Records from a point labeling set
* * *
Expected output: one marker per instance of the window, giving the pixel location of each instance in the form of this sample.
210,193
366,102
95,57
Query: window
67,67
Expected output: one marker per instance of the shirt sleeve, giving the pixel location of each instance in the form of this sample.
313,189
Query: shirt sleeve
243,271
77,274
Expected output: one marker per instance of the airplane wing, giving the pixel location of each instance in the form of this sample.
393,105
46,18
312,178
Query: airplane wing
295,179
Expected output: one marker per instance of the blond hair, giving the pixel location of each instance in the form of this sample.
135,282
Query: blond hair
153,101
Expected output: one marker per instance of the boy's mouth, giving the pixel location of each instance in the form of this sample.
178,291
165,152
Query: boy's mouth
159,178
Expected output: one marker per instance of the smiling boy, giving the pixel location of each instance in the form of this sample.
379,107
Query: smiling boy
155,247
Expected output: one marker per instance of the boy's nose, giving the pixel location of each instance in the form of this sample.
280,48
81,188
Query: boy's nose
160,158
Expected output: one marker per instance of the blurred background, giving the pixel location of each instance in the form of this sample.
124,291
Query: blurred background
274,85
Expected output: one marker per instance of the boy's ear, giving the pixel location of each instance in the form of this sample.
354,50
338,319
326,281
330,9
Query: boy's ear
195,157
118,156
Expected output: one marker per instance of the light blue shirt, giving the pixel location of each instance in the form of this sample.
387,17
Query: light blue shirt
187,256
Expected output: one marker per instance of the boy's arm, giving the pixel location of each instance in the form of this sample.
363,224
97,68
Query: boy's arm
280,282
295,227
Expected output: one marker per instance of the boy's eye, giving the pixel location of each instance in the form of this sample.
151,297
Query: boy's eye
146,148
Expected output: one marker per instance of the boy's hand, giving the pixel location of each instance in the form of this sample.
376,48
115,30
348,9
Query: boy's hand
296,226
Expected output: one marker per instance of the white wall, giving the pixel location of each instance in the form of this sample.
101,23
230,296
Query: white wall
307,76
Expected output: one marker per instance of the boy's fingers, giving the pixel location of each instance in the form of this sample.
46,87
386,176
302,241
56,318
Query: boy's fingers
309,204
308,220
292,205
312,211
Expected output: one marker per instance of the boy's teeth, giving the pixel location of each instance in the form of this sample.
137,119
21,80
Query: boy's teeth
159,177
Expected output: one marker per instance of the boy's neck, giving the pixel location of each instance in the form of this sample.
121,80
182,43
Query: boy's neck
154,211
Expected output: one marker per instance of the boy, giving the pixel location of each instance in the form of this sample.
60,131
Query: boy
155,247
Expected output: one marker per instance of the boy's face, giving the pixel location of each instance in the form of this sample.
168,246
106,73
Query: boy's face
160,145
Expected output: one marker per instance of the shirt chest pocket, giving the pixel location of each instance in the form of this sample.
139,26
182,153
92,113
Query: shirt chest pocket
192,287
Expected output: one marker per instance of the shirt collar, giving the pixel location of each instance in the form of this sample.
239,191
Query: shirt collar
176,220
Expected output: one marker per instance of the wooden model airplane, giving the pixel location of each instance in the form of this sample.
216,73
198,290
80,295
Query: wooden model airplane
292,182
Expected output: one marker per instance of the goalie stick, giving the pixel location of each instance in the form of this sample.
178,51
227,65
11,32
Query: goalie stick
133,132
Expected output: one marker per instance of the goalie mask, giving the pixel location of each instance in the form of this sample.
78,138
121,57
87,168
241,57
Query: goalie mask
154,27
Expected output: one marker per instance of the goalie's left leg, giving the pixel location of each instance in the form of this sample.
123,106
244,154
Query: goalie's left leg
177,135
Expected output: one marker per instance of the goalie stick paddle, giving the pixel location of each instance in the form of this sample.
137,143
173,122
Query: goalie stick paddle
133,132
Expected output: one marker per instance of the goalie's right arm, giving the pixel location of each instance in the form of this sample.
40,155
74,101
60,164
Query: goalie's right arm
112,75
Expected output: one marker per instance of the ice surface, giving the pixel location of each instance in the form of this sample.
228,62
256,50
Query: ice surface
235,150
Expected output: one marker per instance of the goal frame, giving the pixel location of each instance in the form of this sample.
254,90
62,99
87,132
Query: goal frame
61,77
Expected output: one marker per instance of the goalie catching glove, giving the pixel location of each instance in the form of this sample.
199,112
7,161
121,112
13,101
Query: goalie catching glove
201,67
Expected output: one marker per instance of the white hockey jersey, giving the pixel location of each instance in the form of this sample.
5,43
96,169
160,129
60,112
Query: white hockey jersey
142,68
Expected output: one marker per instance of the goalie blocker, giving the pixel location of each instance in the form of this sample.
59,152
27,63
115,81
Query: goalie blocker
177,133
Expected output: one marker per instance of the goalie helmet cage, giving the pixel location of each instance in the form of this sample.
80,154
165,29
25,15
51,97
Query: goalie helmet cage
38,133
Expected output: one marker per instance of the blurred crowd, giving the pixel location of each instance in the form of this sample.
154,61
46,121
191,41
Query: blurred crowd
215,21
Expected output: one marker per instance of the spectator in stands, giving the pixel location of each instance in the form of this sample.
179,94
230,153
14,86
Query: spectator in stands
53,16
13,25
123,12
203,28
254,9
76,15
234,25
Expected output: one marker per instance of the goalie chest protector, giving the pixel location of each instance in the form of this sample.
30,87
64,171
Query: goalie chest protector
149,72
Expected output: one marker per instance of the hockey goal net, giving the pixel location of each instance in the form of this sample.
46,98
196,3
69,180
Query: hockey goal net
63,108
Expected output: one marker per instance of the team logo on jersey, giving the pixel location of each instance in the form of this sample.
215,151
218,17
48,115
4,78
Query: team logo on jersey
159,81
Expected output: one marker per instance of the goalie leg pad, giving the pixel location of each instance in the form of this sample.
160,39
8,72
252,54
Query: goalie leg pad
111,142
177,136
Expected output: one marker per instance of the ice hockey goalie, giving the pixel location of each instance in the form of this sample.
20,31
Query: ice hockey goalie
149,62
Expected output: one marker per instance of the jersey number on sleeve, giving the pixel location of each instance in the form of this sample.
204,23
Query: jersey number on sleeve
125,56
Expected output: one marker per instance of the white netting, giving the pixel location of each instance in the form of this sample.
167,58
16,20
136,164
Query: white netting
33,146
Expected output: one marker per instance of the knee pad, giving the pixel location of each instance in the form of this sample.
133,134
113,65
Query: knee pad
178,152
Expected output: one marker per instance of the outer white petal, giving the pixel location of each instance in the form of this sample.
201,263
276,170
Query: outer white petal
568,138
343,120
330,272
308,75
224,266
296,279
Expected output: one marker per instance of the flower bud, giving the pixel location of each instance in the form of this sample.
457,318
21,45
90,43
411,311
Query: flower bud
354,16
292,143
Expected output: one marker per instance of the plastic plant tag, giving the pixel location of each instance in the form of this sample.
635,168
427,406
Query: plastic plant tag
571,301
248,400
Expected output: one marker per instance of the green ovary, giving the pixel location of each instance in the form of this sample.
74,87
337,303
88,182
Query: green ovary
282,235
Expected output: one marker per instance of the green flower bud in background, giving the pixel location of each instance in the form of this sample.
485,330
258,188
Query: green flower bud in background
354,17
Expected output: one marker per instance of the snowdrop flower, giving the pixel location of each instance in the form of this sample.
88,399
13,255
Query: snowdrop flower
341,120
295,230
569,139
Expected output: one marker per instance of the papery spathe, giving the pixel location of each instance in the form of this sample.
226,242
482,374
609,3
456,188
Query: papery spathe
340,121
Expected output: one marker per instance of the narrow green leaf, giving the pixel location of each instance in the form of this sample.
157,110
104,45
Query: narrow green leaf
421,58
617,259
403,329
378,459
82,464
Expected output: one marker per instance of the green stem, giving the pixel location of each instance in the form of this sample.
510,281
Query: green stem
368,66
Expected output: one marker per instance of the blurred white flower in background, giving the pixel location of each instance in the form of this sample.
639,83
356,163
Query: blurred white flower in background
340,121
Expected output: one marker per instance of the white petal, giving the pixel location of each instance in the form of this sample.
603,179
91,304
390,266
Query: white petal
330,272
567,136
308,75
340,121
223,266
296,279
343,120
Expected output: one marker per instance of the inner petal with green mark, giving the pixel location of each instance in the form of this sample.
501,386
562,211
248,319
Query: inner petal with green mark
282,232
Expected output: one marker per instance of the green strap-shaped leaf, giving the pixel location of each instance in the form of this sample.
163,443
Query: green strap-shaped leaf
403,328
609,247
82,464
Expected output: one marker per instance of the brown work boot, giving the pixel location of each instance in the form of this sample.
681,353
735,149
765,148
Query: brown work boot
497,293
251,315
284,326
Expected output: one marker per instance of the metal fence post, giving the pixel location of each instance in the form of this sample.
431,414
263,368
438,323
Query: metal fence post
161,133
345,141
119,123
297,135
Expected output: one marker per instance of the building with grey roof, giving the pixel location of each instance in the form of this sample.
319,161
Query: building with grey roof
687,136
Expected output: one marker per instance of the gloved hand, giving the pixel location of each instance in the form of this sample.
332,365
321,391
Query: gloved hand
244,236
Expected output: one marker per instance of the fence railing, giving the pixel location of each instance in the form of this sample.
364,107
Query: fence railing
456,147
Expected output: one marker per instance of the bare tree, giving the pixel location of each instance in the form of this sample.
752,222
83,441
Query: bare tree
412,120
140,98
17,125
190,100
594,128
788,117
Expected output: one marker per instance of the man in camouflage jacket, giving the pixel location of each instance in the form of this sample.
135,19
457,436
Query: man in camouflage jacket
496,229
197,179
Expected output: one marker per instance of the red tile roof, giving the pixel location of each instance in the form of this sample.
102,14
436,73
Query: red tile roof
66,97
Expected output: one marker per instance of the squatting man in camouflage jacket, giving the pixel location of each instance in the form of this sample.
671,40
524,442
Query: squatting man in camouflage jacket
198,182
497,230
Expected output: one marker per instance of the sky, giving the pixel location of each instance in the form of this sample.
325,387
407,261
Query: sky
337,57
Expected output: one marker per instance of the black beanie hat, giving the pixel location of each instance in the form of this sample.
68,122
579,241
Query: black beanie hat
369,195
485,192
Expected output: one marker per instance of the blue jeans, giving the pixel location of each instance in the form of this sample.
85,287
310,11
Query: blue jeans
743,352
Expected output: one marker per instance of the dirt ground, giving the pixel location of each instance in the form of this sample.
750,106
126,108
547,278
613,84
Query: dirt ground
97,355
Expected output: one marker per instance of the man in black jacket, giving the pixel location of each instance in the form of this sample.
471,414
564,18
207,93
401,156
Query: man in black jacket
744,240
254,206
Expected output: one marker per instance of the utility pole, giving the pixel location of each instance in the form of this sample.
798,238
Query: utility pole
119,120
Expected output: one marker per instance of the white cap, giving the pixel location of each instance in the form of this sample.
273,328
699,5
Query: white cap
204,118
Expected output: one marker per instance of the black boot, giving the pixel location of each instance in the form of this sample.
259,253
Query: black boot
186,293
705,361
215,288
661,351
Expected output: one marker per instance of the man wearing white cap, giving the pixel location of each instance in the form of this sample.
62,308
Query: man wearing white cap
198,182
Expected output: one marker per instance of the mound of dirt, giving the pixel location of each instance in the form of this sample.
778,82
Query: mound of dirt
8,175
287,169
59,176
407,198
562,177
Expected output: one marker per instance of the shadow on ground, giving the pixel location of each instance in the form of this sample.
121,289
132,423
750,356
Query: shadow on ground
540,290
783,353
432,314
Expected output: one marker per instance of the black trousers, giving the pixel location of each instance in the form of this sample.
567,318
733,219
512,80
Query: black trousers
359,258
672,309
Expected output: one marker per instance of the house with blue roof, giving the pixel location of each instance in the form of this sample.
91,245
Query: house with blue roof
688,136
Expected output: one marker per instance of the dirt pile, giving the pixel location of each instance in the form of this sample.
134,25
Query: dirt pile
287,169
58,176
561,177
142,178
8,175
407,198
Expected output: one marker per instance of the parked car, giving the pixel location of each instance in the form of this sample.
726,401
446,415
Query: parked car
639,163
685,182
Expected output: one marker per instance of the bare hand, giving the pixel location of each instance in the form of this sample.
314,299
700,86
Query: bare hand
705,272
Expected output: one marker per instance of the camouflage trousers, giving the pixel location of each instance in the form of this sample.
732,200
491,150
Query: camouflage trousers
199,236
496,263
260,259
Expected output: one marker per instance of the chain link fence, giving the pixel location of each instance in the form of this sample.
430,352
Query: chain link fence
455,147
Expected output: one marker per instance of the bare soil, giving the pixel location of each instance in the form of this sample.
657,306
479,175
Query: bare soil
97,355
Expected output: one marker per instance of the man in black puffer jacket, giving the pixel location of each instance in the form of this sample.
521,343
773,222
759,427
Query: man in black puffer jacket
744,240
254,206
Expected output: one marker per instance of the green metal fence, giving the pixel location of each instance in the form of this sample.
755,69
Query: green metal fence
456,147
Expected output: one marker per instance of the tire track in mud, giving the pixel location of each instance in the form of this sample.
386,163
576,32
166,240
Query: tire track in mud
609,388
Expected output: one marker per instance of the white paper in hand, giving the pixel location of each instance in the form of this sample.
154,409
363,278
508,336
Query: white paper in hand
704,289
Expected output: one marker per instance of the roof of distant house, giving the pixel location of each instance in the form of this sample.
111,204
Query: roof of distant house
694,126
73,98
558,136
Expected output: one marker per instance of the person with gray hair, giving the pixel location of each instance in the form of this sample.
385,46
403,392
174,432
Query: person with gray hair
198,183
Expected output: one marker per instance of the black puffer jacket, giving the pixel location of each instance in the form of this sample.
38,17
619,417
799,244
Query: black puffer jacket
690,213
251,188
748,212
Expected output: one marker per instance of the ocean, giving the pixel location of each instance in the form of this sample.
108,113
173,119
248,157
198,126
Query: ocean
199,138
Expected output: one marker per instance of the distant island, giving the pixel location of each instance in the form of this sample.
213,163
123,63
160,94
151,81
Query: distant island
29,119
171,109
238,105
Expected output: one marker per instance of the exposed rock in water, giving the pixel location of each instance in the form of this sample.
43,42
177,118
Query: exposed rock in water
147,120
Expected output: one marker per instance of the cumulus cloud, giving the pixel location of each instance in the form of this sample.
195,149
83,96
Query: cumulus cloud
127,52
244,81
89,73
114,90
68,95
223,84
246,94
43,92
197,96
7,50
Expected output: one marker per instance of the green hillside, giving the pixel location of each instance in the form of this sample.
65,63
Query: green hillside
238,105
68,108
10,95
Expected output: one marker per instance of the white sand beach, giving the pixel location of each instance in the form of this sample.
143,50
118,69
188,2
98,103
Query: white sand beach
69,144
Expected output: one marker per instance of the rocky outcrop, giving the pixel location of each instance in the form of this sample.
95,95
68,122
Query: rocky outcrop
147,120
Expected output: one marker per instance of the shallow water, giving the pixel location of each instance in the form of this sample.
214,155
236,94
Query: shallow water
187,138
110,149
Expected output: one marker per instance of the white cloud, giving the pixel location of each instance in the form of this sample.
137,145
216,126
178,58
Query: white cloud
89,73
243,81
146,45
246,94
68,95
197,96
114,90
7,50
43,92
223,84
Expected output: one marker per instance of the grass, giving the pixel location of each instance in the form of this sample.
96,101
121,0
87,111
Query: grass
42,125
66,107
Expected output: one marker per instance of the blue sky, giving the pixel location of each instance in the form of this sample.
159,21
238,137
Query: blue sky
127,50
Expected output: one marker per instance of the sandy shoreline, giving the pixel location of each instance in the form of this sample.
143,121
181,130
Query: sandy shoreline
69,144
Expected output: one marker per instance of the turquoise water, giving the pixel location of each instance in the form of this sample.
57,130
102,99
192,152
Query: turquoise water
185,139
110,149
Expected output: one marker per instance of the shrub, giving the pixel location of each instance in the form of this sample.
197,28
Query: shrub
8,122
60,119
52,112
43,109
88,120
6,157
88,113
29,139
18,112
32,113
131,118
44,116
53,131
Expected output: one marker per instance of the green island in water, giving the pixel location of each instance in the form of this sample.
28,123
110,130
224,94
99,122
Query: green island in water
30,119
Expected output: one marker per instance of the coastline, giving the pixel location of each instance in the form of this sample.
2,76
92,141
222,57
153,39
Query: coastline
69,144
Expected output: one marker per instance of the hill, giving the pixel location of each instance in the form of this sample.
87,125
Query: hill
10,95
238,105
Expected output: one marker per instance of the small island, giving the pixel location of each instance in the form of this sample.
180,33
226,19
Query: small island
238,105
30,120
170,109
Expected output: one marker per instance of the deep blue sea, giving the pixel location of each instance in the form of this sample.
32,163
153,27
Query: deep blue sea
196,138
* * *
#### [GIVEN REQUEST]
Can you quote exactly the lines from the one containing "Expected output: one marker per instance of the grass, giving" through the last line of the records above, and nothing else?

#### [SOLUTION TO THIS TASK]
Expected output: one marker per instance of the grass, giving the pixel location of each instance in the form of this sample.
96,101
121,0
87,111
Query: grass
42,125
66,107
Expected output: one marker per instance of the blue sky, giving the pixel location of each instance in the form of this sample.
159,21
238,137
Query: blue sky
127,50
Expected output: one marker per instance of the sandy shoreline, giving the pixel location of each instance in the form of this sample.
143,121
181,130
Query: sandy shoreline
69,144
Expected output: one marker per instance of the turquoise water, giving the pixel location of each instance in the form of this sample.
57,130
102,99
192,152
Query: turquoise water
185,139
110,149
Expected output: one marker per instance of the shrub, giving the pixel location of each instance in the form of this sample.
197,28
Query: shrub
8,122
60,119
52,112
43,109
88,120
6,157
88,113
29,139
18,112
32,113
131,118
44,116
53,131
Expected output: one marker per instance of the green island in water, giving the pixel location of each instance in the form of this sample.
28,123
110,130
224,94
99,122
Query: green island in water
30,119
Expected output: one marker per instance of the coastline, giving the pixel location of each instance in the form of this sample.
2,76
92,141
222,57
153,39
Query: coastline
69,144
Expected output: one marker per instance of the hill, giving the pixel location of each instance in the form of this sample.
87,125
Query: hill
10,95
238,105
Expected output: one marker per instance of the small island, giving the pixel location of each instance in the form of this sample.
180,33
226,19
Query: small island
238,105
30,120
170,109
Expected output: one marker per instance of the deep blue sea, giving the pixel location of each instance in the form of this sample.
32,163
153,27
Query: deep blue sea
196,138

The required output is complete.